Saya kira wajar jika sambutan publik yang gempita di luar dugaan kubu yang berseberangan dengannya. Dan sambutan semacam ini tentu saja membawa ancaman, atau setidaknya kekhawatiran: Anies menghidupkan dua kartu politik penting di negeri ini, yakni kartu politiknya sendiri dan kartu Prabowo Subianto.
Sebagai inkamben, dengan modal kinerja yang cukup bagus, ditambah dukungan dari berbagai partai politik, seakan pilpres 2019 boleh dibilang sudah separuh selesai: Jokowi akan menyusul SBY memerintah negeri ini selama dua periode.
Tapi, politik kadang memberikan kejutan-kejutan kecil dan besar. Belum lama ini ada istilah “Jokowi Effect” atas kemenangan tripel Jokowi dalam waktu singkat: pilwali Solo yang kedua, pilgub DKI, dan pilpres RI. Pengamat politik mungkin berpikir hal seperti ini hanya mungkin diraih oleh Jokowi. Tapi, melihat antusiasme publik di pelantikan Anies-Sandi, hal ini bisa saja terulang kembali. Terlebih jika dalam waktu singkat Anies bisa mengelola performa politiknya di depan publik Indonesia.
Namun, bukankah Anies memang piawai dalam soal ini? Bukankah dia sudah membuktikan jauh-jauh hari bahwa ia mampu melakukan branding politik yang ciamik? Semua yang disentuhnya bisa tampak layak beli. Dari mulai program Indonesia Mengajar, TurunTangan, menjadi salah satu jubir kampanye Jokowi-JK, lalu menjabat mendikbud, dan kemudian memenangi pertarungan politik pilgub DKI. Bahkan ketika Anies tidak menjadi mendikbud pun, mungkin dialah satu-satunya yang langsung mendapatkan sorotan publik sehingga berbagai media massa antre mewawancarainya dan publik memonitor perkembangannya.
Dalam konteks semacam itulah menjadi wajar jika pihak pendukung Jokowi waswas. Anies mungkin dalam pilpres 2019 tidak akan menjadi capres, tapi tidak tertutup kemungkinan dia akan menjadi cawapres Prabowo. Dua kartu yang kembali hidup dan kemudian bersatu; seperti dua kartu Joker di tangan seorang penjudi: kartu apa pun yang diambil berpotensi ditutup dengan kemenangan.
Berlebihankah analisis ini? Bisa jadi, iya. Hanya saja, yang tidak bisa ditolak adalah sambutan publik, hidupnya lagi kartu politik Anies dan Prabowo, juga kekhawatiran dari kubu pendukung Jokowi. Siapa yang bisa membantah ketiga hal itu? Apalagi beberapa survei belakangan ini tak begitu bagus buat Jokowi.
Balik lagi ke risiko situasi politik ke depan: hal yang sungguh jelas adalah kebisingan politik bukannya reda, malah akan bertambah. Anies harus lebih siap, apa pun yang akan dilakukannya berpotensi dijadikan bahan serangan. Ini sudah bukan soal dia menang pilgub DKI, melainkan dia yang sudah menjadi “ancaman” baru dalam rivalitas politik dengan Jokowi.

-=-=-

### [Tujuan Latihan]
Menurut teks di atas, tiga kemenangan Jokowi apa saja yang melahirkan istilah “Jokowi Effect”?

### [Data Tercatat]
-=-=-

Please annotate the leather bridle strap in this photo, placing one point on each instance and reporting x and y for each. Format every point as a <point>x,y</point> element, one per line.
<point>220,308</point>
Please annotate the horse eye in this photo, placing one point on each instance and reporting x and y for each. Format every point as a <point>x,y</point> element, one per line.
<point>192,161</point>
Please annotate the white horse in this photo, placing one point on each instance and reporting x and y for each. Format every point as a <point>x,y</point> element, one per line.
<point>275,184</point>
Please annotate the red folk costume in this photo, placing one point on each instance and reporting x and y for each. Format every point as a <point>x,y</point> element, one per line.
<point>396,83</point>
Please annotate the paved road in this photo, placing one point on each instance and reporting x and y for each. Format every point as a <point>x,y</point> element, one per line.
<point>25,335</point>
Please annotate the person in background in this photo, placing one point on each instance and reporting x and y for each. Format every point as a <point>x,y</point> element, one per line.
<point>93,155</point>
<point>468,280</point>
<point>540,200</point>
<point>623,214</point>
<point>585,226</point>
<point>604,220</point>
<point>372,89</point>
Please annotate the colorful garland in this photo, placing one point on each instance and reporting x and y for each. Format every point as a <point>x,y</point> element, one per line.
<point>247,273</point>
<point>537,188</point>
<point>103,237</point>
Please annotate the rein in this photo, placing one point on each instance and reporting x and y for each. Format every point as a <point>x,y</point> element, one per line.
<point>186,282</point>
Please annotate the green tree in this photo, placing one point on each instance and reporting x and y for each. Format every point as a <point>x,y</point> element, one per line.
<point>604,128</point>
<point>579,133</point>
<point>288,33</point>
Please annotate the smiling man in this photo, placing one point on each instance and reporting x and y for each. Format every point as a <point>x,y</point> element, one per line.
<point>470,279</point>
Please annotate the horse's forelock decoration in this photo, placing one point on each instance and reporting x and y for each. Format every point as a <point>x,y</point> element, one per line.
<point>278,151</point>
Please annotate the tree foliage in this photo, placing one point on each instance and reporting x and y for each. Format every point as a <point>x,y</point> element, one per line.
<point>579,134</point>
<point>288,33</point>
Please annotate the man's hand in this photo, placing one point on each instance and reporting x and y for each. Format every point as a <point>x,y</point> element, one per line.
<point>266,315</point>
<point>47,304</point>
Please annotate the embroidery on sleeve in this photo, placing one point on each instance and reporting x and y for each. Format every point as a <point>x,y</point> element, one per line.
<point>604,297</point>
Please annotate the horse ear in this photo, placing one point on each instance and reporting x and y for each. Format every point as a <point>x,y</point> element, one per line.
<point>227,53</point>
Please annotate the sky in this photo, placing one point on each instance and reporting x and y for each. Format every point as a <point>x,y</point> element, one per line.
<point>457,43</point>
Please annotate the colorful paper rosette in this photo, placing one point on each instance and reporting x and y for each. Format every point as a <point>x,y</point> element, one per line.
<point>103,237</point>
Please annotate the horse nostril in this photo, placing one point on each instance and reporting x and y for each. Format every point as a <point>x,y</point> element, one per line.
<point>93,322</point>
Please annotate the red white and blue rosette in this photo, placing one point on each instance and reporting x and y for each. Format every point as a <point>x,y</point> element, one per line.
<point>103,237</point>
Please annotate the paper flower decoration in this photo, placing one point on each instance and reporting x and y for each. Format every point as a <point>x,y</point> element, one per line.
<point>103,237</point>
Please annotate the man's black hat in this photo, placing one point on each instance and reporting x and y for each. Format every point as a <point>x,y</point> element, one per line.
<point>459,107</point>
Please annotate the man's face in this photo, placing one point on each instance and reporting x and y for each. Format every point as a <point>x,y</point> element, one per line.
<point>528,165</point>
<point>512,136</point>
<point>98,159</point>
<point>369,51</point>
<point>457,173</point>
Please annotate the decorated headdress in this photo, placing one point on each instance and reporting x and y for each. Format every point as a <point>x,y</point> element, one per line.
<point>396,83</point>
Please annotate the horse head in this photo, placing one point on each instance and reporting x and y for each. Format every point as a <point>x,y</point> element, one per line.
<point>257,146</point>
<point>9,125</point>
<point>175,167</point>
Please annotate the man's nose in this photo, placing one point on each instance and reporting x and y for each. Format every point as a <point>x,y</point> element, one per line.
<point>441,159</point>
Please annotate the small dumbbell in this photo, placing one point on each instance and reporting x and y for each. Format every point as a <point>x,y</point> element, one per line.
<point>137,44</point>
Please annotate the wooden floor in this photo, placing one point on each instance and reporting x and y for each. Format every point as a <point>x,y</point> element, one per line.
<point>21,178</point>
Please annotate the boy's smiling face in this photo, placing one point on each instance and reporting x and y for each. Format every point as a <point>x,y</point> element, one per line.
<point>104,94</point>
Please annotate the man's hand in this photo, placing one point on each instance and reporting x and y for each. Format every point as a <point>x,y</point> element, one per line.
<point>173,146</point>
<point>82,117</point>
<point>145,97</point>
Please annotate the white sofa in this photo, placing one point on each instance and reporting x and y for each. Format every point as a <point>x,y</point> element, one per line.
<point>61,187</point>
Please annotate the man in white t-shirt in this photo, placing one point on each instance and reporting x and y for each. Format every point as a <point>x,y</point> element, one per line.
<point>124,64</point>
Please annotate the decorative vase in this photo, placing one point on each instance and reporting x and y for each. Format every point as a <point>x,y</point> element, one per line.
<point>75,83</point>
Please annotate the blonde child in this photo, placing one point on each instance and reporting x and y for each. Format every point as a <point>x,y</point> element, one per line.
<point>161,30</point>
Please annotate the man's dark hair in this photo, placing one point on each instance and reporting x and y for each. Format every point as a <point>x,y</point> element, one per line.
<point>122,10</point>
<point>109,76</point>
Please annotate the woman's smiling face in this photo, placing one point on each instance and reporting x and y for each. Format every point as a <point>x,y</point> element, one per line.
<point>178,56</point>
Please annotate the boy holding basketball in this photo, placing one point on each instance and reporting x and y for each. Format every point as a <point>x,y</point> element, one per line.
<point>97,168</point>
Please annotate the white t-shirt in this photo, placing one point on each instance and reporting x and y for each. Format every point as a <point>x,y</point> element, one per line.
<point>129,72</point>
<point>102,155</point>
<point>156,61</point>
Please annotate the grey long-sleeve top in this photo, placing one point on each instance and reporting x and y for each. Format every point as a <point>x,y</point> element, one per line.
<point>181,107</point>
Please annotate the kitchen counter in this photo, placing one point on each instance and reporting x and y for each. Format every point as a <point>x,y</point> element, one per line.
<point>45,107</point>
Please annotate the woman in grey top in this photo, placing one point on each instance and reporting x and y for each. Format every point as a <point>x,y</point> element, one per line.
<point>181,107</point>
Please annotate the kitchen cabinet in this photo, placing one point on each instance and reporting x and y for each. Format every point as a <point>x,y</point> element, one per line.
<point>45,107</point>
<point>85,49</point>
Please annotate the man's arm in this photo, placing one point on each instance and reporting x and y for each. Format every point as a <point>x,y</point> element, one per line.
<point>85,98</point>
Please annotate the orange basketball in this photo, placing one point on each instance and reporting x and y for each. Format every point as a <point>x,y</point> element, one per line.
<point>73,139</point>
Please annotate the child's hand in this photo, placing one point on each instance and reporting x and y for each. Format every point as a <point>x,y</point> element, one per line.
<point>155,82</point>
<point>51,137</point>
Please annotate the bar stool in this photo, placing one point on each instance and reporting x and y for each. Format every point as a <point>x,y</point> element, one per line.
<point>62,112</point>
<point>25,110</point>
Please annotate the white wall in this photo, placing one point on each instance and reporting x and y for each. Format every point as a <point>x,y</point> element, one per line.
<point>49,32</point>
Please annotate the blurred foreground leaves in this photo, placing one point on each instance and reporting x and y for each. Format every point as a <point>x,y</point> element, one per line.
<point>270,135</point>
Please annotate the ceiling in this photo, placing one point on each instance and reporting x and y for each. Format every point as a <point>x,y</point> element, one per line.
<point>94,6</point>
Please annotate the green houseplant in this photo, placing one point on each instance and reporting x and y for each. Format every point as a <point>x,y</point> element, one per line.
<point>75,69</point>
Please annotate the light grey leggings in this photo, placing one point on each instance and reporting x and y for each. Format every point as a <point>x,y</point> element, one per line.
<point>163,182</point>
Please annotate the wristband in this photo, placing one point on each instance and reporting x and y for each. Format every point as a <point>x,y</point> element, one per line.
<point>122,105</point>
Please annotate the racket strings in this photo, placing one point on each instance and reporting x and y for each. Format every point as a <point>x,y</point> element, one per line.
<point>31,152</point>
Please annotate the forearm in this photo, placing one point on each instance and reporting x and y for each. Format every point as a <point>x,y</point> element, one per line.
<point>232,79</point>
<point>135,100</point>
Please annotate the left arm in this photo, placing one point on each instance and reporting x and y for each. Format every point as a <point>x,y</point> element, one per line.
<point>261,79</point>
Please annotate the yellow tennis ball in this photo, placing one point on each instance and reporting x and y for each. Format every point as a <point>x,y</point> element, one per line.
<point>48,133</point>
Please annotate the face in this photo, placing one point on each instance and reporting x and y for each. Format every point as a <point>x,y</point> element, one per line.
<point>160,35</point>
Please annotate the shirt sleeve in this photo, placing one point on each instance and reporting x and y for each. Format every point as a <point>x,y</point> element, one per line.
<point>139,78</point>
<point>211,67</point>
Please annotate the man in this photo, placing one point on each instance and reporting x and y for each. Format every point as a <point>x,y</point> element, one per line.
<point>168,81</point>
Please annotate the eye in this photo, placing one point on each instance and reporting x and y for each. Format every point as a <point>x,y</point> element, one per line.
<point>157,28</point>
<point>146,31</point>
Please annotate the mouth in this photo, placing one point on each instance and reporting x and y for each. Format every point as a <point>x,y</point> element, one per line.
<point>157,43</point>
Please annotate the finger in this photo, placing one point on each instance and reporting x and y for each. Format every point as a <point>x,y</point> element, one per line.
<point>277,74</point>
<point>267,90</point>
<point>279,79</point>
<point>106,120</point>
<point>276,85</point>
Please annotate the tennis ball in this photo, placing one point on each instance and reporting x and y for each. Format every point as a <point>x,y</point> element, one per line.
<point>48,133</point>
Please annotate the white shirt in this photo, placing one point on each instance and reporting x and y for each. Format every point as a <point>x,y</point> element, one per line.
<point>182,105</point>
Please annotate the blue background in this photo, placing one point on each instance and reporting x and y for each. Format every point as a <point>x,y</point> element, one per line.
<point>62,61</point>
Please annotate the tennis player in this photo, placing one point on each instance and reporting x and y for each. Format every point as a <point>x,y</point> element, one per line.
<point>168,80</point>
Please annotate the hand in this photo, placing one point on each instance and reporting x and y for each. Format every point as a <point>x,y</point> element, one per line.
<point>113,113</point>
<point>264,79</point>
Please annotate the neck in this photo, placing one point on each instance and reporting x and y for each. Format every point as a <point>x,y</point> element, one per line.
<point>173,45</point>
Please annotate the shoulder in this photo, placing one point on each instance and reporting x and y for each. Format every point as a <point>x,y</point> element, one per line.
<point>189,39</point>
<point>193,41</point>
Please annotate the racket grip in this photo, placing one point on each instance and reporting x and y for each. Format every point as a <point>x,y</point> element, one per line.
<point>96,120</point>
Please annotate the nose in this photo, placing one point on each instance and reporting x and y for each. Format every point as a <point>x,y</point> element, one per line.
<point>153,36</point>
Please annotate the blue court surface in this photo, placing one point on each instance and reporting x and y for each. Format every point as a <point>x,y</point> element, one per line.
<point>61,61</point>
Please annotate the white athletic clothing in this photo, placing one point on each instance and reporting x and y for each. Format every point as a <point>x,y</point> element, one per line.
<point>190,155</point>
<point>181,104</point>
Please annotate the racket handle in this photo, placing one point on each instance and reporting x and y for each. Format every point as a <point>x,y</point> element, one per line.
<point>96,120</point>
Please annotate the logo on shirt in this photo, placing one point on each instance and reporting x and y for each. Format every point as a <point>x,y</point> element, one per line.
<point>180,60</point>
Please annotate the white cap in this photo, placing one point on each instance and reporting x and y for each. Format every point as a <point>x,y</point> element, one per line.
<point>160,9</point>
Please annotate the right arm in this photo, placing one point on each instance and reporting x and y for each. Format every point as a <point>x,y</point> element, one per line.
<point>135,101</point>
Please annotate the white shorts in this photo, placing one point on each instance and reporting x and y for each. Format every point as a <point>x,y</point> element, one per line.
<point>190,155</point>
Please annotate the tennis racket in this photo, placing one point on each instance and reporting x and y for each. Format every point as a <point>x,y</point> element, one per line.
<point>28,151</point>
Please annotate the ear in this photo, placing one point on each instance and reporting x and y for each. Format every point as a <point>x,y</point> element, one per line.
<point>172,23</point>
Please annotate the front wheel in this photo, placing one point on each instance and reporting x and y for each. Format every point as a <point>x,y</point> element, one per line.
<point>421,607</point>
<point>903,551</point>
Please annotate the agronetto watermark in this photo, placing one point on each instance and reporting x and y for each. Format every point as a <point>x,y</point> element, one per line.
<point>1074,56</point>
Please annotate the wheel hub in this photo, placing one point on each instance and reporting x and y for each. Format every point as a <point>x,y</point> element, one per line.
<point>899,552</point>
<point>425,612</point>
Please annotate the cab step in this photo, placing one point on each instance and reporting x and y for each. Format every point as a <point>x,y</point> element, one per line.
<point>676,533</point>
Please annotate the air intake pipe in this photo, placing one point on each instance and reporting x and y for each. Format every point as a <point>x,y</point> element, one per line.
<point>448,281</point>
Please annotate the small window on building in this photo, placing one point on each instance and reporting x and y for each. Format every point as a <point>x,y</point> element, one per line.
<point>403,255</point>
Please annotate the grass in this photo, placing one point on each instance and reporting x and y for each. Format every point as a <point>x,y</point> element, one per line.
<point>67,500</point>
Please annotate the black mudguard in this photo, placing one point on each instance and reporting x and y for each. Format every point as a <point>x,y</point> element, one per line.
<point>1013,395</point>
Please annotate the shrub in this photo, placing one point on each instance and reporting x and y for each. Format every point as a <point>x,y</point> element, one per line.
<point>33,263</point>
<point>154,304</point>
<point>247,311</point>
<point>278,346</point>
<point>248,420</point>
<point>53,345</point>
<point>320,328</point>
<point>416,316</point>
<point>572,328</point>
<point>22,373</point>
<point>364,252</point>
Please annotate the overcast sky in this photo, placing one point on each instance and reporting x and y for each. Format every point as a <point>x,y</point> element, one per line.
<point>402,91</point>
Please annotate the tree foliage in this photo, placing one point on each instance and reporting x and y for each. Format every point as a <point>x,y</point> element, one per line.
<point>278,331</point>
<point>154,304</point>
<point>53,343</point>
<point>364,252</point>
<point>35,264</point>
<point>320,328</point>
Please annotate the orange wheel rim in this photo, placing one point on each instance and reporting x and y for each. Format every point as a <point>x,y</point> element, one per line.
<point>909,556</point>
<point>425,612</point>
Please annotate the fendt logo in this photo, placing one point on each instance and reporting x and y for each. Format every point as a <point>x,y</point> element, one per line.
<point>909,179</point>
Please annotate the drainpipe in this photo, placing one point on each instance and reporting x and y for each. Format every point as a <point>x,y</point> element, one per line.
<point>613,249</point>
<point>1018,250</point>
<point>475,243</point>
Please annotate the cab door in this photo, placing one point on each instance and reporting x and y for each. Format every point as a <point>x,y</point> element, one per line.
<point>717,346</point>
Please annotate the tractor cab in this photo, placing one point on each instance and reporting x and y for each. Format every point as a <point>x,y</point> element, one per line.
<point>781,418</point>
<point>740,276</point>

-=-=-

### [Jawaban Latihan]
Kemenangan di pilwali Solo yang kedua, pilgub DKI, dan pilpres RI.